Start Extract provided
But the clipping is due to the internal amp, right?

If the sub had a beefier amp, would clipping occur? I wouldn't think so. That is why people want a lot of headroom power. Right?

I am thinking that in the case of subwoofer-demanding bass, amps are not created equal and watts do not equate the same.
I don't think it is the amp making the click, but the driver exceeding xmax.

If you look at the measurements, that sub is operating close to the wind. For that reason, the AH reviewer did the measurements with the limiter on.

The review shows notching by the limiter at points where you would expect high cone excursion. I suspect the need for the limiter is due to this servo Eq system. Rhythmic are not very forthcoming about the real details. I have not tried to find the patents yet.

In general any type of bass Eq to a ported box is problematic.
End Extract provided
Start Provided material
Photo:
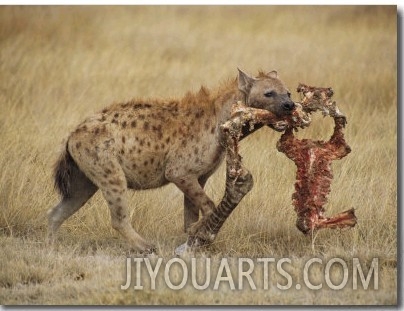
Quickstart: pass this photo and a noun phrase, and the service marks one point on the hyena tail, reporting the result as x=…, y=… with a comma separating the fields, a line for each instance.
x=63, y=173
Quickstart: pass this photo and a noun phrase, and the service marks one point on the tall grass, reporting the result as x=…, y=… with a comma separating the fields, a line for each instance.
x=60, y=64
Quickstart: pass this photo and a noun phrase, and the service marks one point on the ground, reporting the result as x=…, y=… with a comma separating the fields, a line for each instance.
x=60, y=64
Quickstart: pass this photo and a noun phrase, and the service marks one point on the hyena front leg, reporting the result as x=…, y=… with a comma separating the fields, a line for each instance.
x=205, y=230
x=191, y=211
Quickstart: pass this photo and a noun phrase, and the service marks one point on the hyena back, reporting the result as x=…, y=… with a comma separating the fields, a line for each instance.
x=146, y=144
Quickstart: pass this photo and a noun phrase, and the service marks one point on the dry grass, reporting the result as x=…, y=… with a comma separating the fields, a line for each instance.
x=59, y=64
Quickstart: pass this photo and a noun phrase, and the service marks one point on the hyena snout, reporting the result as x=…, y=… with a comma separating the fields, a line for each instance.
x=288, y=105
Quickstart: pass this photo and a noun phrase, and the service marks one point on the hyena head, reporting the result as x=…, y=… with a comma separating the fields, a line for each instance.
x=266, y=92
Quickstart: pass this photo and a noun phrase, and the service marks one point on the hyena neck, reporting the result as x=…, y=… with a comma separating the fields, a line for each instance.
x=226, y=101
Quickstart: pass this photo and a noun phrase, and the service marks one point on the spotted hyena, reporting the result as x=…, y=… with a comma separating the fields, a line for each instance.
x=145, y=144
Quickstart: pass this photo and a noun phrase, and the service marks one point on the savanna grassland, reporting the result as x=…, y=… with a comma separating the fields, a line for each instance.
x=61, y=64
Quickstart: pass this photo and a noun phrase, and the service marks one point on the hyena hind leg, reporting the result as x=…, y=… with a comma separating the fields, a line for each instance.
x=81, y=189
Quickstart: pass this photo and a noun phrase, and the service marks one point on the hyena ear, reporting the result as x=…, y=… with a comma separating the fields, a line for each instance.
x=244, y=81
x=272, y=74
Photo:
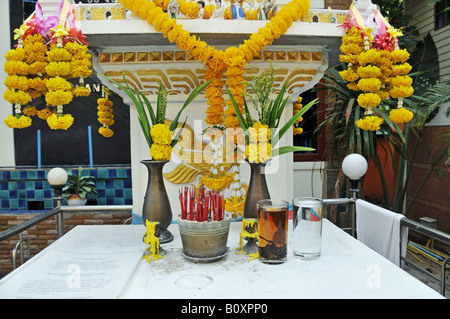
End Provided material
Required tasks →
1 – In the subwoofer discussion, what does one poster believe causes the click instead of the amp?
2 – Write the next part of the subwoofer discussion, starting after its final sentence.
These records have no connection to the text.

In response →
1 – The driver exceeding xmax.

2 –
I suspect the idea, is to use a Qb3 box rather then Qb4. This gives you a smaller box but a higher F3 and of course lower efficiency. Then the bass is extended by this Eq servo system I suspect. I could be wrong about this, as I said details from Rythmic are scant. In any event I suspect one of many schemes to try and get the proverbial Quart out of a pint pot.

If you want really good effortless natural bass, it really does require a huge enclosure, and I mean huge compared to what most people would tolerate. However, if you have long conditioned the WAF, I can assure you there is nothing like it!